* STATED EXERCISE *
Copy the material below line for line, with no changes.

* Saved data entries *
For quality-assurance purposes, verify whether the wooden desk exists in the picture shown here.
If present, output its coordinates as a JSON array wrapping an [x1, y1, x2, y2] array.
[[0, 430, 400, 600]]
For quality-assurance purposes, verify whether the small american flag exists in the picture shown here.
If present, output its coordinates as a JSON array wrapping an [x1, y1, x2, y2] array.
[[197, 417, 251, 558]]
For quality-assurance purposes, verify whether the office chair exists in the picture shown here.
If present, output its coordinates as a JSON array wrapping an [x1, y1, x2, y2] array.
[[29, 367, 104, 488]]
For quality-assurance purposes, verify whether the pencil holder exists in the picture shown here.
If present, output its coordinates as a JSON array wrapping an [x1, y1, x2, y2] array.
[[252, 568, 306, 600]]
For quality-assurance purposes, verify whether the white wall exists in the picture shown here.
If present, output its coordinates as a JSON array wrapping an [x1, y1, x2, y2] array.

* RESPONSE TO THE EXERCISE *
For quality-assurance purposes, verify whether the wooden desk exists in the picture shown here.
If present, output its coordinates as a JSON array wrapping an [x1, y1, x2, y2] array.
[[0, 430, 400, 600]]
For quality-assurance purposes, verify whether the small american flag exists in the picture shown here.
If present, output its coordinates as a JSON array wrapping an [x1, y1, x2, y2] array.
[[197, 417, 251, 558]]
For quality-assurance purposes, verify whether the office chair exists in the picture shown here.
If present, output its coordinates as a JSON array wrapping an [x1, y1, x2, y2] array.
[[29, 367, 104, 488]]
For quality-assurance purposes, verify whether the pencil holder exists in the picture shown here.
If present, output its coordinates as a JSON array wrapping an [x1, y1, x2, y2] array.
[[252, 568, 306, 600]]
For quality-assurance purposes, verify whether the white wall exists in the picture shown here.
If present, output its coordinates as a JSON array wrapping an [x1, y1, x2, y2] array.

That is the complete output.